### Work item
Reproduce the passage about language and recovery from disaster between "To recover from" and "of their story.", inclusive.

### Extract to read
[Start of section]

To recover from disaster requires the re-creation of language, usually over a long process of healing. Renewed language must enable survivors to revisit events, but gently, indirectly. It must discover ways to speak about what happened, to reframe it, and so to absorb it into the community’s larger story. This is the work of theologians and counselors, pastors and preachers, poets and artists. In the best of worlds, it would also be the work of politicians. Healing requires new speech but not made from completely new ingredients. To rebuild communal identity, victims of disaster, need continuity with their past traditions to reframing the violence and make it part of their story.

[End of section]

### Supplied records

[Start of section]

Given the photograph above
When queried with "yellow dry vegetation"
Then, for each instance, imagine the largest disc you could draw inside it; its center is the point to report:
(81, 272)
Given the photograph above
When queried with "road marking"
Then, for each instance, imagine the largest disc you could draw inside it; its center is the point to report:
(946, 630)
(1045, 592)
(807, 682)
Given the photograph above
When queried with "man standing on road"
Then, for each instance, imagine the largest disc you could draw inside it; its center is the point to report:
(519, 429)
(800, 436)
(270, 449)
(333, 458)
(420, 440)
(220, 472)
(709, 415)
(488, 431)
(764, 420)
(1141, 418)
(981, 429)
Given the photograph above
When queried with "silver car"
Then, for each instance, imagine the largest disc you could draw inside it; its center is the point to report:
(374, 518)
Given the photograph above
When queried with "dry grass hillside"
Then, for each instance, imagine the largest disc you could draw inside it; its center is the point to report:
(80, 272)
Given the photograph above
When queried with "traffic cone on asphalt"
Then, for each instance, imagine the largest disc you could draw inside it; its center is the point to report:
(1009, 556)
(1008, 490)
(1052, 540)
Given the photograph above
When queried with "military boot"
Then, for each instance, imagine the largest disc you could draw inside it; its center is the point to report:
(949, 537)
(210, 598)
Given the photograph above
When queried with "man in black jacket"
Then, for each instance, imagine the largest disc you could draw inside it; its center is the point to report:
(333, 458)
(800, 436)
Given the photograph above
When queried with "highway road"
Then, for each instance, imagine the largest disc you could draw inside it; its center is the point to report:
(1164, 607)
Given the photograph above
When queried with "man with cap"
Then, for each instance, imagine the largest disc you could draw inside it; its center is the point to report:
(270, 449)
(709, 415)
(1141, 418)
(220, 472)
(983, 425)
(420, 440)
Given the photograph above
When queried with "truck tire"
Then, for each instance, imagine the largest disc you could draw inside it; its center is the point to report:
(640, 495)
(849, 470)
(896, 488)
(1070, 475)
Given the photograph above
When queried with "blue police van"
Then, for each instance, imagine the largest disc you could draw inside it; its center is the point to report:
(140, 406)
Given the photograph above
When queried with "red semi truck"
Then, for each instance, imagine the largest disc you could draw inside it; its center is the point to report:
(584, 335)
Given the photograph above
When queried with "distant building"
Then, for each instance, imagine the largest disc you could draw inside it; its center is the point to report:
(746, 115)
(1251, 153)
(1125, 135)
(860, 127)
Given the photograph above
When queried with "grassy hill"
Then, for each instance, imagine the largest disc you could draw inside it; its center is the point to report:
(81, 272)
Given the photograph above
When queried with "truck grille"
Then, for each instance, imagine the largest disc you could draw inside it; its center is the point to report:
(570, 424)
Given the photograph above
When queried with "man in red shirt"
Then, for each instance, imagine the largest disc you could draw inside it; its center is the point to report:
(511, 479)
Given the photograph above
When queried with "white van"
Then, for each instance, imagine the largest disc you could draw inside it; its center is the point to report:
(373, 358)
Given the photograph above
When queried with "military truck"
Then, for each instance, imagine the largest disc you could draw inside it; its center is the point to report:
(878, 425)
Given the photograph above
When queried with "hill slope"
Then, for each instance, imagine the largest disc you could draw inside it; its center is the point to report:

[End of section]

### Solution to this problem
To recover from disaster requires the re-creation of language, usually over a long process of healing. Renewed language must enable survivors to revisit events, but gently, indirectly. It must discover ways to speak about what happened, to reframe it, and so to absorb it into the community’s larger story. This is the work of theologians and counselors, pastors and preachers, poets and artists. In the best of worlds, it would also be the work of politicians. Healing requires new speech but not made from completely new ingredients. To rebuild communal identity, victims of disaster, need continuity with their past traditions to reframing the violence and make it part of their story.